(Stored data)
>>>

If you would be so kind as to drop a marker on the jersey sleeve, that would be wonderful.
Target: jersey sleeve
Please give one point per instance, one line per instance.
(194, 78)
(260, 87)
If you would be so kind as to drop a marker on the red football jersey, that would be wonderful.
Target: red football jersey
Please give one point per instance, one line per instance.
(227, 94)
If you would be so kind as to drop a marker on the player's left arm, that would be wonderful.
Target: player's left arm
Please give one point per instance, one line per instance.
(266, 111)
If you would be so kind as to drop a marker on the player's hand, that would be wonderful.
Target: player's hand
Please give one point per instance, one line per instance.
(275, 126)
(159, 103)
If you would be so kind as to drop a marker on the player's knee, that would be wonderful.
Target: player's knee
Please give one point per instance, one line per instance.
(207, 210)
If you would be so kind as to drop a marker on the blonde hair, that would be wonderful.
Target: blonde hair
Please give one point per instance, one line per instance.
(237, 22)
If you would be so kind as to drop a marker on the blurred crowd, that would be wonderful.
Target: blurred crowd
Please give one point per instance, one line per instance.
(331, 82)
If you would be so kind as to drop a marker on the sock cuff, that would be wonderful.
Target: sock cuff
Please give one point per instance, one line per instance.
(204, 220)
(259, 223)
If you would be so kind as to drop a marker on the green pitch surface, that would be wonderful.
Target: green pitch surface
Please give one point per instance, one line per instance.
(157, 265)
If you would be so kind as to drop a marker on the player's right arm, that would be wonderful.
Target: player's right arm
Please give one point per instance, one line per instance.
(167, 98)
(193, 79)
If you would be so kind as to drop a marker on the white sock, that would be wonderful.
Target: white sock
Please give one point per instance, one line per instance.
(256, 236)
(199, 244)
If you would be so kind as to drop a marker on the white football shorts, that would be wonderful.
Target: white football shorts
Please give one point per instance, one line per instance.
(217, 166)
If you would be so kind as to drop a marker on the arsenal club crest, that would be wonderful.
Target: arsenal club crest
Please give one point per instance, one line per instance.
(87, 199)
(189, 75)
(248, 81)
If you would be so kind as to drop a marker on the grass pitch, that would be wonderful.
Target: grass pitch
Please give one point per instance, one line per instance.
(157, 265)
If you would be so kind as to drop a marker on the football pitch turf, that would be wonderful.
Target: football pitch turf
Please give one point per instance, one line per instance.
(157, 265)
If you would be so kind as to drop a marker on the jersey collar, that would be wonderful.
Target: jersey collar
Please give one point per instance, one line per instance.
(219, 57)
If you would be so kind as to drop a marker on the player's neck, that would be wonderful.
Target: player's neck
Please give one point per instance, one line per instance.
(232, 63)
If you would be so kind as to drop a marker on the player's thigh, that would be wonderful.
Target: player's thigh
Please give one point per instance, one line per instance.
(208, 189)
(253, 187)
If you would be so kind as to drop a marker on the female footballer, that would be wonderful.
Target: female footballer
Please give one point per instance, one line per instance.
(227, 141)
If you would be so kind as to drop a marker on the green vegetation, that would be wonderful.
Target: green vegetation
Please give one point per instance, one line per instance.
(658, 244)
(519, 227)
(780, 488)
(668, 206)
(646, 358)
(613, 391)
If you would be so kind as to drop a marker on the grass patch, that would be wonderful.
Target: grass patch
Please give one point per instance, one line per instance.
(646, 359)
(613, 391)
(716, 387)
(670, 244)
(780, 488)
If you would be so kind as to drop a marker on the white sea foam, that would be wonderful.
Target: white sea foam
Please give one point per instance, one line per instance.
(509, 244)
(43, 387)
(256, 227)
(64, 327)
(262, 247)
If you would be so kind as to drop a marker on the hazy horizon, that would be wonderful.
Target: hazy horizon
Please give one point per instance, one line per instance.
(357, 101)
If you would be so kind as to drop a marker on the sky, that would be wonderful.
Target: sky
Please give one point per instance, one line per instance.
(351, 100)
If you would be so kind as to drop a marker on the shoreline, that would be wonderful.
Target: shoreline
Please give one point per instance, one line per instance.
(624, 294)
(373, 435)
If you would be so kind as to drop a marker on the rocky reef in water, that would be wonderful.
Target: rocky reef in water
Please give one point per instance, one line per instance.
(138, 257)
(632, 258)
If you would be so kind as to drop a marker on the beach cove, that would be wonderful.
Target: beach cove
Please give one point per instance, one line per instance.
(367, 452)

<<<

• [Directions for this task]: Taking the records above as input, show every line in which the word "knee" is present.

• [Completed task]:
If you would be so kind as to drop a marker on the player's knee, that would be wonderful.
Target: player's knee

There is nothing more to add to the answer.